> What this task involves: Please print exactly the lines running from the one that contains "jacket. Return only the coordinates." to the end of the data, with both lines included.

> Excerpted data:
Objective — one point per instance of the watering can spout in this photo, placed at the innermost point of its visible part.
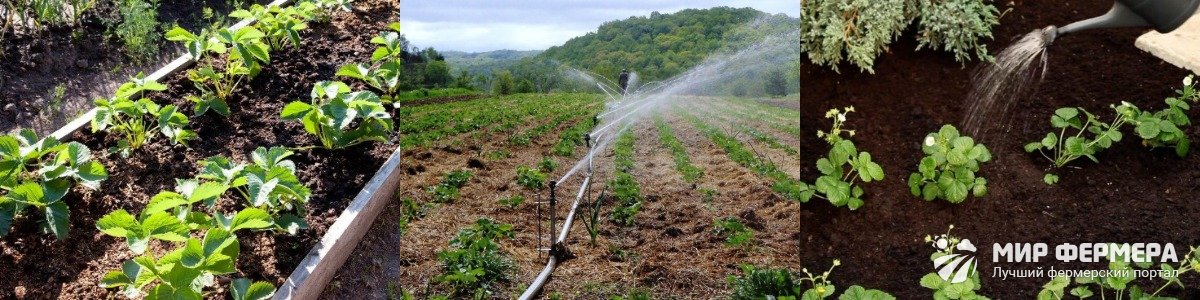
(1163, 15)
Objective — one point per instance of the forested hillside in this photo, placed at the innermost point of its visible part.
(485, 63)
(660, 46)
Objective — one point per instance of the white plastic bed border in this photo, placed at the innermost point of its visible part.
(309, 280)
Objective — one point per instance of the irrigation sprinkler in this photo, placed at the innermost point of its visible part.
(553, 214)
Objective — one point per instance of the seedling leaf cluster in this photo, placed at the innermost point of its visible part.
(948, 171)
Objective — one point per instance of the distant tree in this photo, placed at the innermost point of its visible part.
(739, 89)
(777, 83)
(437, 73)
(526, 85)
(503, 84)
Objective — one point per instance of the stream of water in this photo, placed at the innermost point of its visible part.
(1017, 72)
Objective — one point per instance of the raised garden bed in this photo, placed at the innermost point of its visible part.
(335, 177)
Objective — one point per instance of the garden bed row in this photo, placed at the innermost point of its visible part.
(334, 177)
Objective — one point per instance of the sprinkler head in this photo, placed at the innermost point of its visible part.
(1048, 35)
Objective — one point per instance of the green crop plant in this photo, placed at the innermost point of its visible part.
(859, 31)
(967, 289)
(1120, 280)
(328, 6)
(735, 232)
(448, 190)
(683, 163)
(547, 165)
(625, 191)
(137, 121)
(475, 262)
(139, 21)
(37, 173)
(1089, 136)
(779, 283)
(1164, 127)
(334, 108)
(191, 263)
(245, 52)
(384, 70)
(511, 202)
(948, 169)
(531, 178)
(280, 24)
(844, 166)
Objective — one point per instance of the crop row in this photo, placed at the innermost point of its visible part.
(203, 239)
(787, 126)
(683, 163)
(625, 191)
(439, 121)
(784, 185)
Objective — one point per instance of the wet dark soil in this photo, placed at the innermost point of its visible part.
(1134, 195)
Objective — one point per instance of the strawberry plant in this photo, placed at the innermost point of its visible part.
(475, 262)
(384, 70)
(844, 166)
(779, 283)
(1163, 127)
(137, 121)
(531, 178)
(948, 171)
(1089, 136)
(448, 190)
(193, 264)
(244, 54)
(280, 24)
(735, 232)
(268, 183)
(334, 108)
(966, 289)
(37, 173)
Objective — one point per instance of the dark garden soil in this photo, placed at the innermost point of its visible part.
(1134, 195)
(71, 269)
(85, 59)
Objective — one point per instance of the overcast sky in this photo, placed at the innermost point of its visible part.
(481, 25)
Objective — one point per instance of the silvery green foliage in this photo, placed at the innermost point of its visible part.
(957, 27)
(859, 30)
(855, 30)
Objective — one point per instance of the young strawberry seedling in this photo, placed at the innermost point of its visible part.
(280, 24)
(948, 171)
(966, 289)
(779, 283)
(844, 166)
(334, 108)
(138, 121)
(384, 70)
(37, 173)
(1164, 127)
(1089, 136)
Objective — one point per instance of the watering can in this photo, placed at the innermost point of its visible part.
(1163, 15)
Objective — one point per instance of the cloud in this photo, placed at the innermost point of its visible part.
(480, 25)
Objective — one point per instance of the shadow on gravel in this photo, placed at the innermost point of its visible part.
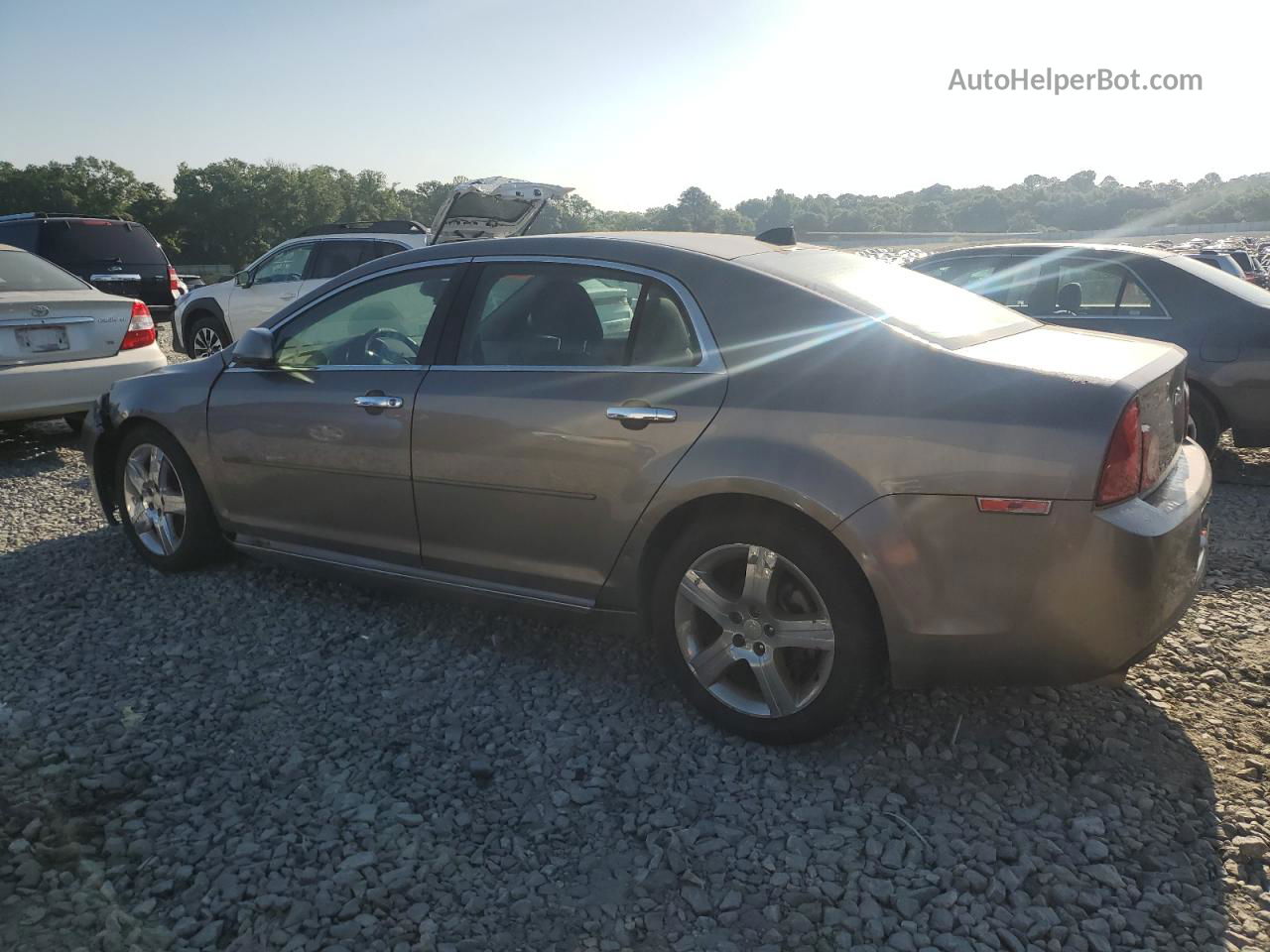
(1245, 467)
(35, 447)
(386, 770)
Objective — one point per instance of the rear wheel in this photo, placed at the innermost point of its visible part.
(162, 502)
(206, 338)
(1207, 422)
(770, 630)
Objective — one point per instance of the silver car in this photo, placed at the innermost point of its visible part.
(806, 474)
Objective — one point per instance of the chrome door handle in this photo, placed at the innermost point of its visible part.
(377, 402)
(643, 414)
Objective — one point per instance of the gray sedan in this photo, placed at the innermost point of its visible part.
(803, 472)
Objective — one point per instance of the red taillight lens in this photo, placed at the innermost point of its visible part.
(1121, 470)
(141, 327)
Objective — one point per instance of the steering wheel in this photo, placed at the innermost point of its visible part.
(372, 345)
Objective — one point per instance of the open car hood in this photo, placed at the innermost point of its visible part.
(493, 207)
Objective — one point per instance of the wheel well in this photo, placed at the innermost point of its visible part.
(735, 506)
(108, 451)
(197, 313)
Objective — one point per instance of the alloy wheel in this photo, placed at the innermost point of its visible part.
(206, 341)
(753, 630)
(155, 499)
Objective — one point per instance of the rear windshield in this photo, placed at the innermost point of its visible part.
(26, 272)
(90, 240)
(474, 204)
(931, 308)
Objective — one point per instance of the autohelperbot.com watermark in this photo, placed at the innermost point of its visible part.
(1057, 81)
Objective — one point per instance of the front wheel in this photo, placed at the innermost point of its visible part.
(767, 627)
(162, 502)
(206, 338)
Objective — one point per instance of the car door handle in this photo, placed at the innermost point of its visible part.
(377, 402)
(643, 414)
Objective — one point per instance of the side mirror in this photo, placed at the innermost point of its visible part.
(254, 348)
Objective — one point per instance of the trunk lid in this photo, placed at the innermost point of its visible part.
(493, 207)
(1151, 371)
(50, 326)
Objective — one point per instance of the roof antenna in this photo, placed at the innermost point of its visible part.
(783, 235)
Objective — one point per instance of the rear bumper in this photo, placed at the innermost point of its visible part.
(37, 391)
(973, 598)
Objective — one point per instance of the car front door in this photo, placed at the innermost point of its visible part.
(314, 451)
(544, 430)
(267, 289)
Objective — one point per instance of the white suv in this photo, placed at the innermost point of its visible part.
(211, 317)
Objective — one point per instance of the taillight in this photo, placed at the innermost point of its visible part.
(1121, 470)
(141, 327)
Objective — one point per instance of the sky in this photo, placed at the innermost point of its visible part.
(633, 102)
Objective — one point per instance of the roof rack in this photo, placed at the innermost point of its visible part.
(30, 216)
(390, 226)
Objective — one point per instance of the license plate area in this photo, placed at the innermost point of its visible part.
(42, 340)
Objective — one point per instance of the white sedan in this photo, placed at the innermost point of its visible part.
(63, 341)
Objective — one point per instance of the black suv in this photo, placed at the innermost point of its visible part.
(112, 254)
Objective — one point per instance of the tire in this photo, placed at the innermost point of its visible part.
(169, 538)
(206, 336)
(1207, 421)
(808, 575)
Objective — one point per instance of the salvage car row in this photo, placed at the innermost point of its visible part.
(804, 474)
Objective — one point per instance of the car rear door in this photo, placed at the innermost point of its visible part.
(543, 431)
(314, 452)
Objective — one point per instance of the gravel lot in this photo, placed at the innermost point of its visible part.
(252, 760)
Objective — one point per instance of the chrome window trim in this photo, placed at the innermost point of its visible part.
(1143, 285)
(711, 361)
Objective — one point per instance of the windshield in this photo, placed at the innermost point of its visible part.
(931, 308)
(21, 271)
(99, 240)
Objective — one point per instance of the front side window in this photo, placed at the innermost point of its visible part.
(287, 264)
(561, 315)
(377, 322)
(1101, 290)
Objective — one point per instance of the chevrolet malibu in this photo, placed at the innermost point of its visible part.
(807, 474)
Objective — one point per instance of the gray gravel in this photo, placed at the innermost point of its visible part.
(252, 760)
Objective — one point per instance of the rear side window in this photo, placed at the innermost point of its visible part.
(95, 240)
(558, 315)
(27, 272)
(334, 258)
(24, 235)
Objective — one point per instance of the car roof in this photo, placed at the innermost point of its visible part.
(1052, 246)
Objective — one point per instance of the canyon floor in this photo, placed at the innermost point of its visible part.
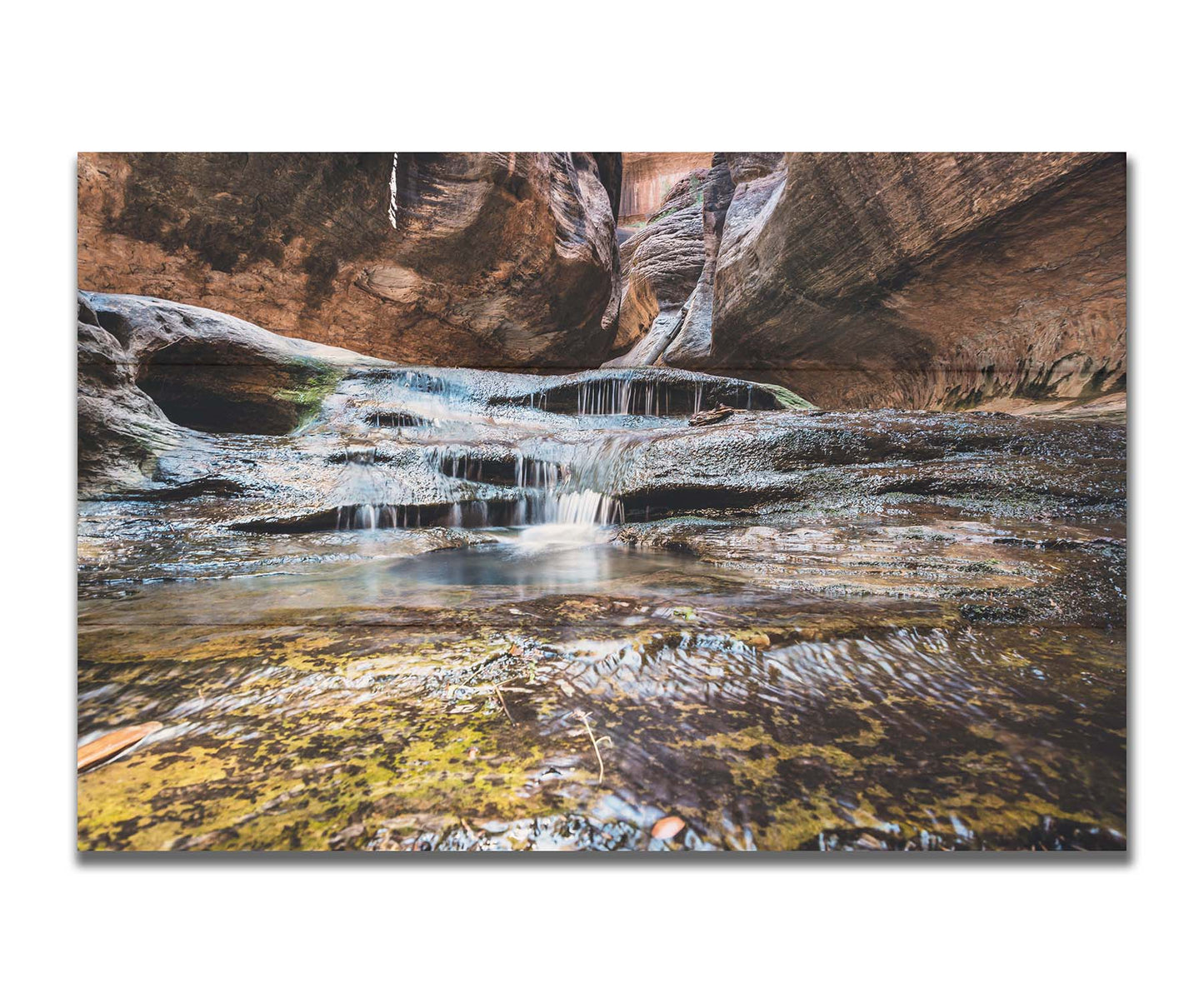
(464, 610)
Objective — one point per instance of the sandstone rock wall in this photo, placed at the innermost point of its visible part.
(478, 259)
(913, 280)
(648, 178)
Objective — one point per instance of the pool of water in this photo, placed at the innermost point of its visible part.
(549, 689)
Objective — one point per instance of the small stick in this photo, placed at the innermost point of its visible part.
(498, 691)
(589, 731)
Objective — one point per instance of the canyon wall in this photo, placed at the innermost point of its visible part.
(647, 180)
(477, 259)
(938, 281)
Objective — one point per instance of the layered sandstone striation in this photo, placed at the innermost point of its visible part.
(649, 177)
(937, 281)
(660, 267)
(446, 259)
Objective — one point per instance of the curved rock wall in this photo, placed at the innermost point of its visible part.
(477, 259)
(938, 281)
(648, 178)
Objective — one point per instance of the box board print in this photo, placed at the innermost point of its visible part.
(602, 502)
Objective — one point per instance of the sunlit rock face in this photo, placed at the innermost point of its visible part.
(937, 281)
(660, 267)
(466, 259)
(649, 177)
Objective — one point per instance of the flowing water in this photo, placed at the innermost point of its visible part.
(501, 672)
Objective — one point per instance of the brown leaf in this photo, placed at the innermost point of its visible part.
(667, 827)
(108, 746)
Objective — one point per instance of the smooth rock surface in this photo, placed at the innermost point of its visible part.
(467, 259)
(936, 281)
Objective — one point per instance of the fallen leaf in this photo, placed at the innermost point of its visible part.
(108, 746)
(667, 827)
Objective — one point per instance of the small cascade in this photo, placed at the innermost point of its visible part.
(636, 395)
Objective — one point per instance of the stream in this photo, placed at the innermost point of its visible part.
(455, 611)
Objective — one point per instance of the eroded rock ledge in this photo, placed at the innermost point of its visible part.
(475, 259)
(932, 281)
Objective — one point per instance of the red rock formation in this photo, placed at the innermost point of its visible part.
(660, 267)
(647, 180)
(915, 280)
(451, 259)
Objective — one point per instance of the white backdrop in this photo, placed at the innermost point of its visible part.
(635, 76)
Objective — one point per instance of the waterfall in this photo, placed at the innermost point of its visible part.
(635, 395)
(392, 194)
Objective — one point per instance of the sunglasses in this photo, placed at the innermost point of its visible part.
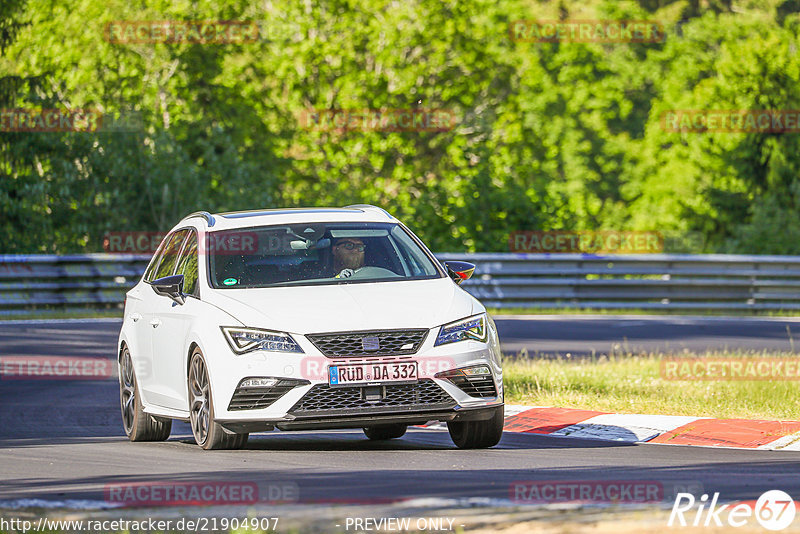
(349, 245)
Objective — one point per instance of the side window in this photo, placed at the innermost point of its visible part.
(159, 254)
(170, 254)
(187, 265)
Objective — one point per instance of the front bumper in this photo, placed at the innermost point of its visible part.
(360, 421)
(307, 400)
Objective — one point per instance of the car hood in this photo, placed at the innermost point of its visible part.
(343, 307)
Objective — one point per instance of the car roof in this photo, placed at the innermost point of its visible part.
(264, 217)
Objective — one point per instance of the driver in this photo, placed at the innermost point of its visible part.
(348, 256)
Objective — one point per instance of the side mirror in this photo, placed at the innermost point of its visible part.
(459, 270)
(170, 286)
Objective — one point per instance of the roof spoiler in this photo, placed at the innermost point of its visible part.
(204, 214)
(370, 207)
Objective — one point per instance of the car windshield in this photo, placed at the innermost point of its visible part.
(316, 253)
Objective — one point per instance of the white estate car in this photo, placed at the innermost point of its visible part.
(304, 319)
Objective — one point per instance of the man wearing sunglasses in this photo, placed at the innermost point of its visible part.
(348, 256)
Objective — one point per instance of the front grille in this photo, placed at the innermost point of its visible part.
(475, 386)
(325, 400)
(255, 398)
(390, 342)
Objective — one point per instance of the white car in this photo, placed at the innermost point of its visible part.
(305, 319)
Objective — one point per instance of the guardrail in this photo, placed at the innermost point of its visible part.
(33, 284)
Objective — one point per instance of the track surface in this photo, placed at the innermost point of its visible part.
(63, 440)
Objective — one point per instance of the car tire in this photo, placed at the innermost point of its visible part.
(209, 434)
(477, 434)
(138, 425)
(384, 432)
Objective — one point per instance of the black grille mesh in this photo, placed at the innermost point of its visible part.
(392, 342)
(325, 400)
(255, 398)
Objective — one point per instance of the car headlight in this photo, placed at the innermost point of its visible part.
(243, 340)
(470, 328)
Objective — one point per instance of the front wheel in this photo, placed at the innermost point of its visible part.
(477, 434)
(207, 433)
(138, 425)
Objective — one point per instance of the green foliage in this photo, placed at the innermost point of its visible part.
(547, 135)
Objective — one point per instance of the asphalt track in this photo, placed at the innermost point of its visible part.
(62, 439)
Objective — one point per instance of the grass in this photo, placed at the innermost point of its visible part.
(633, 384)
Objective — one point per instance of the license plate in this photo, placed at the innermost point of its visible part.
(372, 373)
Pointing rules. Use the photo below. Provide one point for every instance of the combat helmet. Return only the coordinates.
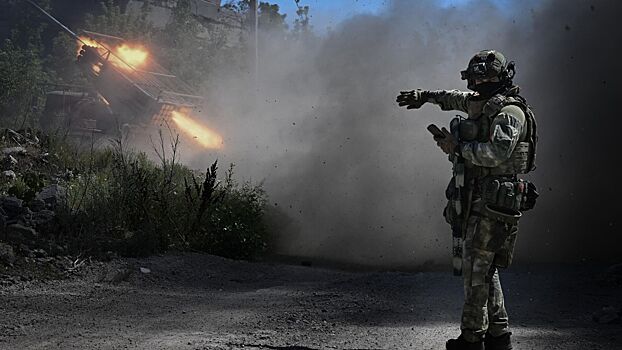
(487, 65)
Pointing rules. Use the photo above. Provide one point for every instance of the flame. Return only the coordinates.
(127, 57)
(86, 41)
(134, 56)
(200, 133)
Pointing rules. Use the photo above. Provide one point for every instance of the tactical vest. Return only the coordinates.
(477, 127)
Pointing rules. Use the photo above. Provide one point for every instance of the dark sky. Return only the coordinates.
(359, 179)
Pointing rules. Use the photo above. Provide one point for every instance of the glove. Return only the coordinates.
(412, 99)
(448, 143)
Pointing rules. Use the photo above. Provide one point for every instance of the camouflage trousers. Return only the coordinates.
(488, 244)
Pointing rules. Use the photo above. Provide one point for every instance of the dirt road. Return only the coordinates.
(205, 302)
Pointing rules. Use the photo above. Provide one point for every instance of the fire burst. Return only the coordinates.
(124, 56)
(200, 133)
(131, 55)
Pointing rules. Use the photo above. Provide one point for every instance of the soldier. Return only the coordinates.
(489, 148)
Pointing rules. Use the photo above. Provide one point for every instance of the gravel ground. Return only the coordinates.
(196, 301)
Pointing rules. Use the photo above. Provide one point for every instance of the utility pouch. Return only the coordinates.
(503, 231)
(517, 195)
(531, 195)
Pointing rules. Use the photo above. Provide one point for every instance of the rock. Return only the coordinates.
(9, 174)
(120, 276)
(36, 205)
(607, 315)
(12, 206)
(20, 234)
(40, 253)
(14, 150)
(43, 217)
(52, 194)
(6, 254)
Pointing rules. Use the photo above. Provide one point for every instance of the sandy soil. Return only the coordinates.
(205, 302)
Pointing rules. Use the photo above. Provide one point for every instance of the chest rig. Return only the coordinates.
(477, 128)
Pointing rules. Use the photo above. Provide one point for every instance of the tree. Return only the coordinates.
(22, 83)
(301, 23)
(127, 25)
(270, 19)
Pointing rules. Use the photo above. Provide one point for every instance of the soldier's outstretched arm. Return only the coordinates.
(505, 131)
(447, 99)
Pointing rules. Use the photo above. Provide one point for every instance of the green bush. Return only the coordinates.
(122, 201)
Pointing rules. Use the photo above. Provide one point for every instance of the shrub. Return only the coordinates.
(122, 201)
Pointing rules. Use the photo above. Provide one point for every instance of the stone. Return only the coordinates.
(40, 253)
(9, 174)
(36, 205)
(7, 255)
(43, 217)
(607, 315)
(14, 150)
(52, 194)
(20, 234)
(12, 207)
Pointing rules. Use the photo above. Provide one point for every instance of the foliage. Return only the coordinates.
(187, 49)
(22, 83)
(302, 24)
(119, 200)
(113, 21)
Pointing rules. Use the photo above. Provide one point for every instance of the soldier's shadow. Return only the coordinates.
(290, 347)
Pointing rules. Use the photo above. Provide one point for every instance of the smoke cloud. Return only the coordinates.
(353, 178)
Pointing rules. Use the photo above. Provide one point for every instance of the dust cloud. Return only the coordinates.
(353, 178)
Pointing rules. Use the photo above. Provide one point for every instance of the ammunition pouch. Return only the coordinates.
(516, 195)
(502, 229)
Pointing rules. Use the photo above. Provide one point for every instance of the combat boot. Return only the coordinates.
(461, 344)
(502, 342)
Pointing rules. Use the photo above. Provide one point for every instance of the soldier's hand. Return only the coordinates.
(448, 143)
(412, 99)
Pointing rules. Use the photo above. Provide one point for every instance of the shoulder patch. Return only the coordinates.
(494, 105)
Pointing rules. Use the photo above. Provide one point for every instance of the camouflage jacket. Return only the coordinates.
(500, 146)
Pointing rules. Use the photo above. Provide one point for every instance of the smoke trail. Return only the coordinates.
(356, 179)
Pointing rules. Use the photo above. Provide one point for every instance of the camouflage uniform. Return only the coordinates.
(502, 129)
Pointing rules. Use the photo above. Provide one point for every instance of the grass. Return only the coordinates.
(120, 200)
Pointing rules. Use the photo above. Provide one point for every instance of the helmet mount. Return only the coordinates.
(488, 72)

> Response for this exercise:
Pointing rules. Use the photo above. Provide one point for every instance of the camouflage jacket. Return only the coordinates.
(500, 146)
Pointing rules. Use the photo above. Provide one point for every instance of the smoke trail. Return only the coordinates.
(356, 179)
Pointing rules. Use the photo above. Provide one point for every instance of the camouflage uniform. Return only the coordinates.
(502, 129)
Pointing rules. Use the photo above. Provide one point for every instance of the grass. Return only the coordinates.
(120, 200)
Pointing rules. Use the photo above. Provide one point for every instance of the helmet mount. Return only the coordinates.
(488, 72)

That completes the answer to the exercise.